**Requirement:** Reproduce verbatim every line from the one that includes "If you could annotate the eave" to the closing line of the entries; omit everything before it.

(Data records)
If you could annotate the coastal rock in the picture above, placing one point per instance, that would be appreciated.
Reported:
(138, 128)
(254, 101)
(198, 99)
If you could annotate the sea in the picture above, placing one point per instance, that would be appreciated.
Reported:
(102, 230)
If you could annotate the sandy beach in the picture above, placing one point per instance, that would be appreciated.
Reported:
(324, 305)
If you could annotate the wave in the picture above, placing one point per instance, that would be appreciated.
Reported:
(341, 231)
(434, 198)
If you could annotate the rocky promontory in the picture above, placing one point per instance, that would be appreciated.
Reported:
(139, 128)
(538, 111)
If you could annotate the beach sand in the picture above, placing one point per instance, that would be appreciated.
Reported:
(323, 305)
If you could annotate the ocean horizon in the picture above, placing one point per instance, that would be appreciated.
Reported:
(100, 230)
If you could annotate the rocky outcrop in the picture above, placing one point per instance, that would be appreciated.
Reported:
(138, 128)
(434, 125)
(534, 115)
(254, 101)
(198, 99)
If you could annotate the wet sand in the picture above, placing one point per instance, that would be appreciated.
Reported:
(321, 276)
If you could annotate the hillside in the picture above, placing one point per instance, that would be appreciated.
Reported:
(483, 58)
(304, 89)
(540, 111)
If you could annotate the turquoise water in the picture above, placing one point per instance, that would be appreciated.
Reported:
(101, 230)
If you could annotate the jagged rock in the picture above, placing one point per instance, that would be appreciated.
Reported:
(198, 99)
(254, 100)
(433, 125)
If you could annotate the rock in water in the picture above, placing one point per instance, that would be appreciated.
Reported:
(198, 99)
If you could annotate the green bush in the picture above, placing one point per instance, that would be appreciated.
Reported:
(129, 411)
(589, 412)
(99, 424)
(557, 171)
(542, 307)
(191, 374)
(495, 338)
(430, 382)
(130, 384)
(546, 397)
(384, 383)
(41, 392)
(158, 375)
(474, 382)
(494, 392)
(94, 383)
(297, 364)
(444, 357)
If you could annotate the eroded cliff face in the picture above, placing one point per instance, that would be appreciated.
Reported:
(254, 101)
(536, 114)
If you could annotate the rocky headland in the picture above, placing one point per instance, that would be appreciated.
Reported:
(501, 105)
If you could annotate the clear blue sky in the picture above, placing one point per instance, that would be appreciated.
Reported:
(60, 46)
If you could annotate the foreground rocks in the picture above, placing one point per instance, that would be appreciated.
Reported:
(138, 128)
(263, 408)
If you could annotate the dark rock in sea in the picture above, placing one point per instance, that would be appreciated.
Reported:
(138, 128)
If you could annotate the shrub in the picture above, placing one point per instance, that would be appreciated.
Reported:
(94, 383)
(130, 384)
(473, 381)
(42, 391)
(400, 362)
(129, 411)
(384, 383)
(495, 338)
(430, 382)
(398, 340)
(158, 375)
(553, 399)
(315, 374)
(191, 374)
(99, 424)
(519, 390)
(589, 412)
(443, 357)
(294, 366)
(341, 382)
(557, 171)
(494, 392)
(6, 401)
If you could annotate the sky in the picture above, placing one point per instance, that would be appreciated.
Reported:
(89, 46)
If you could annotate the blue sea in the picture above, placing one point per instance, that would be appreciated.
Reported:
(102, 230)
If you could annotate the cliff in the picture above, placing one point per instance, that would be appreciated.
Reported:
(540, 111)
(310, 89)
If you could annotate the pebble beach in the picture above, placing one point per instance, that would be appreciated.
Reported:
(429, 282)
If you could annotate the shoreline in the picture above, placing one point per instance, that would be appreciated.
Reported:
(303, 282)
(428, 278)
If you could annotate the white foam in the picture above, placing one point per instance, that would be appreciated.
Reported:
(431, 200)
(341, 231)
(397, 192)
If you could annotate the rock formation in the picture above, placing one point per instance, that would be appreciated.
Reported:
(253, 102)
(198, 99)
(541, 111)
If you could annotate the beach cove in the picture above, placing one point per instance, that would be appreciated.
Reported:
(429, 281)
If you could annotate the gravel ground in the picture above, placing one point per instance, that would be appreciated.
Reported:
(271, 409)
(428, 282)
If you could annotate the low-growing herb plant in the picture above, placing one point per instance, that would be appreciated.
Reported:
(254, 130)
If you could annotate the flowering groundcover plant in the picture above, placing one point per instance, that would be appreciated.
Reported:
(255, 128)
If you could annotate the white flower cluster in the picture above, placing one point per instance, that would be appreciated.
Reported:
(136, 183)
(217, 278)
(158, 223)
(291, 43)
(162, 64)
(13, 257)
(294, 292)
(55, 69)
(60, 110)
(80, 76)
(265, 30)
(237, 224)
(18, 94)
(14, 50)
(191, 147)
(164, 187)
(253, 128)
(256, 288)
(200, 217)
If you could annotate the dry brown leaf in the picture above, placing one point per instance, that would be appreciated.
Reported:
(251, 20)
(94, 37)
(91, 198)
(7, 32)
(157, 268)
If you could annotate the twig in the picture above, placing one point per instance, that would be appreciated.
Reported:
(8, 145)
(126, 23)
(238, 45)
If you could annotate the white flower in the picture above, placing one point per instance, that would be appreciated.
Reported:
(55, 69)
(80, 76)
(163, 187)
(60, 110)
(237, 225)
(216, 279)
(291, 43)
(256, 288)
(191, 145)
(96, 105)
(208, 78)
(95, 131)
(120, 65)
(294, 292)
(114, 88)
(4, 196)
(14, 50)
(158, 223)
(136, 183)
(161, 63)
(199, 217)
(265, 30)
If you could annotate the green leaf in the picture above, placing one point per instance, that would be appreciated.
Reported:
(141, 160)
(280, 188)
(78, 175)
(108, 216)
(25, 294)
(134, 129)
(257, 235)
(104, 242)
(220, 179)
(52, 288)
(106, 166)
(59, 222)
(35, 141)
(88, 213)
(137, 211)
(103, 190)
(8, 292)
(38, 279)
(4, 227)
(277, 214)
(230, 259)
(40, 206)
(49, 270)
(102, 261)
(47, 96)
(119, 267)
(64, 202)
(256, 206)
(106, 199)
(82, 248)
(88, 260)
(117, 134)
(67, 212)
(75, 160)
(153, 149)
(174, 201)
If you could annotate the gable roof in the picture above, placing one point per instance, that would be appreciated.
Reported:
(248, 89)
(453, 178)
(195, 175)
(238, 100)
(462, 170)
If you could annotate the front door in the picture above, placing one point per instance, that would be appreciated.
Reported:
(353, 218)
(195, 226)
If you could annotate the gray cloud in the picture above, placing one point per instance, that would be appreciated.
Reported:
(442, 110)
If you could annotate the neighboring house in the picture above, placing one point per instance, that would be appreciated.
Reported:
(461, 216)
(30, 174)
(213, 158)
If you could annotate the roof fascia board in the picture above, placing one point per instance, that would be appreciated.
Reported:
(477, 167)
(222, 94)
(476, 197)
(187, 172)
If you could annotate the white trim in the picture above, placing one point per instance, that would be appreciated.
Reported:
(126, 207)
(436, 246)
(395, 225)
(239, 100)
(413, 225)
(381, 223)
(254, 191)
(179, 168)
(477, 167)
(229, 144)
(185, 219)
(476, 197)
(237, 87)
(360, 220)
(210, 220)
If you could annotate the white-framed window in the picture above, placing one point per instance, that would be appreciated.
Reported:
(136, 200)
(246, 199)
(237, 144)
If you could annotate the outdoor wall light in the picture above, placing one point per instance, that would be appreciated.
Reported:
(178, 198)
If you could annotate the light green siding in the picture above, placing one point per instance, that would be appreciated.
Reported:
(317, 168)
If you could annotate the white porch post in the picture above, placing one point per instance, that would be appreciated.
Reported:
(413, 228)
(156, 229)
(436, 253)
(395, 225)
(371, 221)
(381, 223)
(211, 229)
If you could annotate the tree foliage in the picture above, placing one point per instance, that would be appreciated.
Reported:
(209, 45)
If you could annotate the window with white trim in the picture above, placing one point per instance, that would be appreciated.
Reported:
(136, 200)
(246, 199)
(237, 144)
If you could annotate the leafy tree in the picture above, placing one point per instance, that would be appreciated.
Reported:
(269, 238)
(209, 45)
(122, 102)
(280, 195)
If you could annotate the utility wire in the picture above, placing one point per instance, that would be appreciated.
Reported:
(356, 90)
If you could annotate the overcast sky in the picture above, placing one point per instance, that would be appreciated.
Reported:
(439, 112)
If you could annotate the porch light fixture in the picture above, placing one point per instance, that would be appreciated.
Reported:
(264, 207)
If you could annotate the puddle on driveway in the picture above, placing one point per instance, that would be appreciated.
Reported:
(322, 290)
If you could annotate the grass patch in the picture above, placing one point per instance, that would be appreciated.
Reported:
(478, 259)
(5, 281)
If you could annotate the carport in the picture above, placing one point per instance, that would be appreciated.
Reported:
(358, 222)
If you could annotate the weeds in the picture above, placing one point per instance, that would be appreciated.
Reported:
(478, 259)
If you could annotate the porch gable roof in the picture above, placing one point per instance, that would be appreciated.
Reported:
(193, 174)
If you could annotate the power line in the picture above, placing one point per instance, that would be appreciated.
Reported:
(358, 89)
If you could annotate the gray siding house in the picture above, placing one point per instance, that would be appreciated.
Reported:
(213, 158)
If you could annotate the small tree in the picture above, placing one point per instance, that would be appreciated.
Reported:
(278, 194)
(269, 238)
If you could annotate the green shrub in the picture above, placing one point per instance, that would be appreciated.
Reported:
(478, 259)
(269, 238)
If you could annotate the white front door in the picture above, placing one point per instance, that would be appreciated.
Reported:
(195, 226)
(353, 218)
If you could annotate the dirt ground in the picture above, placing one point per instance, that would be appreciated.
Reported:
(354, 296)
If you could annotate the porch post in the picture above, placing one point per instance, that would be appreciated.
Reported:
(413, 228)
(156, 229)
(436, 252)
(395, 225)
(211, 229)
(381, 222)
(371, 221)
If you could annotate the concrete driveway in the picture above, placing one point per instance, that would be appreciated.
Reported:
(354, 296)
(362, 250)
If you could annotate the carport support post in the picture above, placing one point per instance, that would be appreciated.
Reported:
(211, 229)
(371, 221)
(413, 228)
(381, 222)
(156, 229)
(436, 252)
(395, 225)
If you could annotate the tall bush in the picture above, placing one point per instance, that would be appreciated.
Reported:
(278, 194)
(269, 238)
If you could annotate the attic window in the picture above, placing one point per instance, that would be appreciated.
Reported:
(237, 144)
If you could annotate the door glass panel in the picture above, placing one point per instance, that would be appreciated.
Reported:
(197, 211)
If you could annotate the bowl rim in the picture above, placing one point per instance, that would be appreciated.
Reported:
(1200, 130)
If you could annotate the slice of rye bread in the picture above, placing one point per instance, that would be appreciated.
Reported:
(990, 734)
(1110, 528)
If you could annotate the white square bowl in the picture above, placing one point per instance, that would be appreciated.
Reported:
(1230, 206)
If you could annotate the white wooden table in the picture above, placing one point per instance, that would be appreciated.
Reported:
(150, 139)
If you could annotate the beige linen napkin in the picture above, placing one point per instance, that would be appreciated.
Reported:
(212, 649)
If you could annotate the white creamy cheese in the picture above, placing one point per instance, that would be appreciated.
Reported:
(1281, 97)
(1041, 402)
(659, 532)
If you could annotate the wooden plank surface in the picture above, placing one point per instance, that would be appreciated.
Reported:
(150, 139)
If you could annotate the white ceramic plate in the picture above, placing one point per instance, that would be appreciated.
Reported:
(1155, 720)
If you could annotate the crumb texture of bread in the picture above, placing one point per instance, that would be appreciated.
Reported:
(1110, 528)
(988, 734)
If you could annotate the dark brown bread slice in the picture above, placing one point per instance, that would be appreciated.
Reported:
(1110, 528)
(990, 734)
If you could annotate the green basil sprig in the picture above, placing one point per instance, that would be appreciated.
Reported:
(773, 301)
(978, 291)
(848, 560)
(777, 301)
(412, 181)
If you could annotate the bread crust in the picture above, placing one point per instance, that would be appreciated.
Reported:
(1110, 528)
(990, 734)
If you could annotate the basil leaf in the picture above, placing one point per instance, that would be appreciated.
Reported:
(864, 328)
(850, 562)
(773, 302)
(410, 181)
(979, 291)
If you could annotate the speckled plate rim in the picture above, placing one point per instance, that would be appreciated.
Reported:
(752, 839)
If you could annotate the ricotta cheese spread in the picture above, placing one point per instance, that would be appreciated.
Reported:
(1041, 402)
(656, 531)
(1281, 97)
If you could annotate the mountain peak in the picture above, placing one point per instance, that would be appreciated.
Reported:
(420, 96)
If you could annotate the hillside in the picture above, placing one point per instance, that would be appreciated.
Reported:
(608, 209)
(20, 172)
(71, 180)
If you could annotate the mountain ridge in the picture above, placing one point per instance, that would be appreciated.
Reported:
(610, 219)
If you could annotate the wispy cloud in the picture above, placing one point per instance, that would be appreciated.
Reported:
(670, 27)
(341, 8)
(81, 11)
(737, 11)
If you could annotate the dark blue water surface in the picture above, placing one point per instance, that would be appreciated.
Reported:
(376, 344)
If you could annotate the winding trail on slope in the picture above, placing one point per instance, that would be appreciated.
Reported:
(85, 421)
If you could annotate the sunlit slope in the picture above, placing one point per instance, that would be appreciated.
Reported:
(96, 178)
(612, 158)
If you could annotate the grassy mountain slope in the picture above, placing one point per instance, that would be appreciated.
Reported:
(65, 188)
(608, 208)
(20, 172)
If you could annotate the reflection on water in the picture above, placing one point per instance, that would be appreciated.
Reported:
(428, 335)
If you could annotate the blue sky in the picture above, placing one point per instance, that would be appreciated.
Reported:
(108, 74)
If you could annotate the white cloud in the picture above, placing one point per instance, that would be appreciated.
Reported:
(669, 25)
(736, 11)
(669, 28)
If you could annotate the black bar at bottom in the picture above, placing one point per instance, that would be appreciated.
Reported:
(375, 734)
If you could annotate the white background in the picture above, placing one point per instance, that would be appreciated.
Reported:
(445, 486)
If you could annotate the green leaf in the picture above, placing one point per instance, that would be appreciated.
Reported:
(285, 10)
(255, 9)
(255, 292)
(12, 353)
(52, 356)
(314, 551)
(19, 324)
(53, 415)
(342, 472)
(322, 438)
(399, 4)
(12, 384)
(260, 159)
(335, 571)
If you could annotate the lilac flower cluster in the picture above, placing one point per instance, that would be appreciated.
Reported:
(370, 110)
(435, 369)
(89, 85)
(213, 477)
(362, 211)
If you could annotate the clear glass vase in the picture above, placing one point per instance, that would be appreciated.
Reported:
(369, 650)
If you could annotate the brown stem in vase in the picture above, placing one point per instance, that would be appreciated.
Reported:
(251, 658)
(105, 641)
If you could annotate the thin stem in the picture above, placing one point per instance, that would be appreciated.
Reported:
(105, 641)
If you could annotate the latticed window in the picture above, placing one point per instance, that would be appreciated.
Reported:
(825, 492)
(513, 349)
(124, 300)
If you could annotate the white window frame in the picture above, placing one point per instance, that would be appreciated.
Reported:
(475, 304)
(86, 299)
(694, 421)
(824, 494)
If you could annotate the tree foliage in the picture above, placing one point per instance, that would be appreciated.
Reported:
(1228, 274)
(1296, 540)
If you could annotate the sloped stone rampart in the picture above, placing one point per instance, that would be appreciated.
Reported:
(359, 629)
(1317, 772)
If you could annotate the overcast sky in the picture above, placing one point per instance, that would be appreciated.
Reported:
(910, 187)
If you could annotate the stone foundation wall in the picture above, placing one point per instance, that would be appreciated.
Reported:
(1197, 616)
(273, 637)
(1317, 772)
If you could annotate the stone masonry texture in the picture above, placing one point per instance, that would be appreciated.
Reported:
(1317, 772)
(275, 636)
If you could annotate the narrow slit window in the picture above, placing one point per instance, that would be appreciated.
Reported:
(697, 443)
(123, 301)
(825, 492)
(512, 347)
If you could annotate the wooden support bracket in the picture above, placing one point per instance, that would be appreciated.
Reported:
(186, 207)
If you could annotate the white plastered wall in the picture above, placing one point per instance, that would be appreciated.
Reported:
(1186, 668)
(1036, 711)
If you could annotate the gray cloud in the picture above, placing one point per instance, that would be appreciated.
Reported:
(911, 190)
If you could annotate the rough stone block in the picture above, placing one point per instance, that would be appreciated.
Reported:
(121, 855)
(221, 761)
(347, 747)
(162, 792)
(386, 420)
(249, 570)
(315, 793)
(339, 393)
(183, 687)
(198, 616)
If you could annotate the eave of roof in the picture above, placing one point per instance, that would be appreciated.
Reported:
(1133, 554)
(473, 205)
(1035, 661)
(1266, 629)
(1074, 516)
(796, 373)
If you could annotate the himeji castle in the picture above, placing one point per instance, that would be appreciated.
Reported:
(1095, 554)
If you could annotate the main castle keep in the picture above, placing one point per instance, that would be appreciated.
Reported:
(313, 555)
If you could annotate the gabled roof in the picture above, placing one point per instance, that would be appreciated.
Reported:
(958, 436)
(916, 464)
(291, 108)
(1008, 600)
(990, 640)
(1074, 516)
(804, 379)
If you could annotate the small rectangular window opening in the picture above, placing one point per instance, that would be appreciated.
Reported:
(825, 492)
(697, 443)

**Answer to this exercise:**
If you could annotate the eave of roof in the picture above, placing one point per instance, that would be appreciated.
Reported:
(1133, 554)
(473, 205)
(1035, 661)
(1266, 629)
(1074, 516)
(796, 373)
If you could annotate the himeji castle in the picture above, placing one point per instance, that would be appreciated.
Reported:
(1095, 554)
If you could annotate the main castle keep in the picture above, placing one point per instance, that would be appreciated.
Reported:
(313, 555)
If you could annotate the gabled roof in the picture above, placing one point per instance, that would be appreciated.
Reported:
(958, 436)
(916, 464)
(291, 108)
(1008, 600)
(990, 640)
(1074, 516)
(804, 379)
If you could annotate the small rectangular window opening in the picture above, placing one point per instance, that would be appreciated.
Reported:
(825, 492)
(697, 443)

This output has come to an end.